Exercise directions —
Please pick out each line of the material below that contains the word "hanging", and copy those lines.

Records —
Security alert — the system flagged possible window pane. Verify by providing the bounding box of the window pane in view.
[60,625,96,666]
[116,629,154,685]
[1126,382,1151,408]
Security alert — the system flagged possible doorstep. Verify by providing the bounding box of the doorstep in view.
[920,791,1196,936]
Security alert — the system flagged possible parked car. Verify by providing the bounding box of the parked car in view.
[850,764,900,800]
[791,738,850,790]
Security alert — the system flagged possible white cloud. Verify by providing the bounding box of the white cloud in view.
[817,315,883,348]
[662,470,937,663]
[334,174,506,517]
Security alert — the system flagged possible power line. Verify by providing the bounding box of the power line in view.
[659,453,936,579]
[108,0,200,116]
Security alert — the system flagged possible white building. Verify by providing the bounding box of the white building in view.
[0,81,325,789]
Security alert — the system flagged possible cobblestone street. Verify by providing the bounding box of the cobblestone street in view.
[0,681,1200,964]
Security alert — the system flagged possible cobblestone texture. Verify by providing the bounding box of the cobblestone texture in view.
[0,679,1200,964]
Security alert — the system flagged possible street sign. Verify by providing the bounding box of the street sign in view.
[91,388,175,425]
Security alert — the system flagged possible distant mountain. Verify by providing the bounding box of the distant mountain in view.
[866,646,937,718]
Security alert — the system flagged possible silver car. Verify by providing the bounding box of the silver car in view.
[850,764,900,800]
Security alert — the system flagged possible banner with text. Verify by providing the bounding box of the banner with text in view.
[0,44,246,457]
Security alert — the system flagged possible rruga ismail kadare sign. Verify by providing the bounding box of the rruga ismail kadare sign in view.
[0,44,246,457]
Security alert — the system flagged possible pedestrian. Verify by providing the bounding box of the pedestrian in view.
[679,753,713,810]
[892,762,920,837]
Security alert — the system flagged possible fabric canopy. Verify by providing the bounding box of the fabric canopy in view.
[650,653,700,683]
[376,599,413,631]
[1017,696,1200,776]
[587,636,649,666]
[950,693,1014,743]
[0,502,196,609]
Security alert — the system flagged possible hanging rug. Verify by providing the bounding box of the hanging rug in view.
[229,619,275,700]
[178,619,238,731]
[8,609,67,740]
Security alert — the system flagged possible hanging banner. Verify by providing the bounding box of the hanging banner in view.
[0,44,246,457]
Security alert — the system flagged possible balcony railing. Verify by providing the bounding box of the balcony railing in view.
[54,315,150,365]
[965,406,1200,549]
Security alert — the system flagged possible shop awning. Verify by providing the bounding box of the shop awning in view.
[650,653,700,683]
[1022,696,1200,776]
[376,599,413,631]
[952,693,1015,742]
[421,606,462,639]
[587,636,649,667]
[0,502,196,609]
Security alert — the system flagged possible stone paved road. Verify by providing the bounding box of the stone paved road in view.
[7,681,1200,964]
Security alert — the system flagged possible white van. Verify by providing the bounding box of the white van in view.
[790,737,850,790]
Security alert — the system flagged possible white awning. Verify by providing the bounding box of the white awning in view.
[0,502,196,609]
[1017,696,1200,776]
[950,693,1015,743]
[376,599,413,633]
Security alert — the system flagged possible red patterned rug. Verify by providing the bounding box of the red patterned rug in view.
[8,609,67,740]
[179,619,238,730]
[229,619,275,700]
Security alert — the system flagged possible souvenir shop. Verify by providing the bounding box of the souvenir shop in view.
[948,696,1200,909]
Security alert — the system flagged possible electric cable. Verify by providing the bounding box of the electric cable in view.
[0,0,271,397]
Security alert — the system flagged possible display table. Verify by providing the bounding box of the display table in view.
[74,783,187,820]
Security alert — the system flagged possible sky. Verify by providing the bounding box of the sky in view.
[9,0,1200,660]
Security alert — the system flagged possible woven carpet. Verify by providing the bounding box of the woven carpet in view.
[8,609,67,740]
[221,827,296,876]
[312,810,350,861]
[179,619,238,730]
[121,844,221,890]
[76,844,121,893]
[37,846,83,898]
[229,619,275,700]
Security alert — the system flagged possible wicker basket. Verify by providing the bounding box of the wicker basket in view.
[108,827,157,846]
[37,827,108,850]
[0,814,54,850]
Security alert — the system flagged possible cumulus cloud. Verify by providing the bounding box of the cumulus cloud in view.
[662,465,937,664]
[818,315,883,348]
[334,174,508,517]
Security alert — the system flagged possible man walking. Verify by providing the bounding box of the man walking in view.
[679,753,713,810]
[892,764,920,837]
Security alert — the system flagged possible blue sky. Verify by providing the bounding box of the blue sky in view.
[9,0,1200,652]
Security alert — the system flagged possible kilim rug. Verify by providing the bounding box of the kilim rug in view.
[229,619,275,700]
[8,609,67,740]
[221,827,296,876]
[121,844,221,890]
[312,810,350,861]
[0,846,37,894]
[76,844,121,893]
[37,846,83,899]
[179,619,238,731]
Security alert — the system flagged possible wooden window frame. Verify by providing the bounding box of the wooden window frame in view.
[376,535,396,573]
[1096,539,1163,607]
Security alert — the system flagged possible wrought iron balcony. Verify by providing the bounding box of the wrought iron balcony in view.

Output below —
Security alert — the system flagged possible hanging rug. Verify by providing the bounding box of the hanging rug in view.
Security alert — the system flagged possible hanging banner. Verify by providing the bounding box of the hanging banner in view.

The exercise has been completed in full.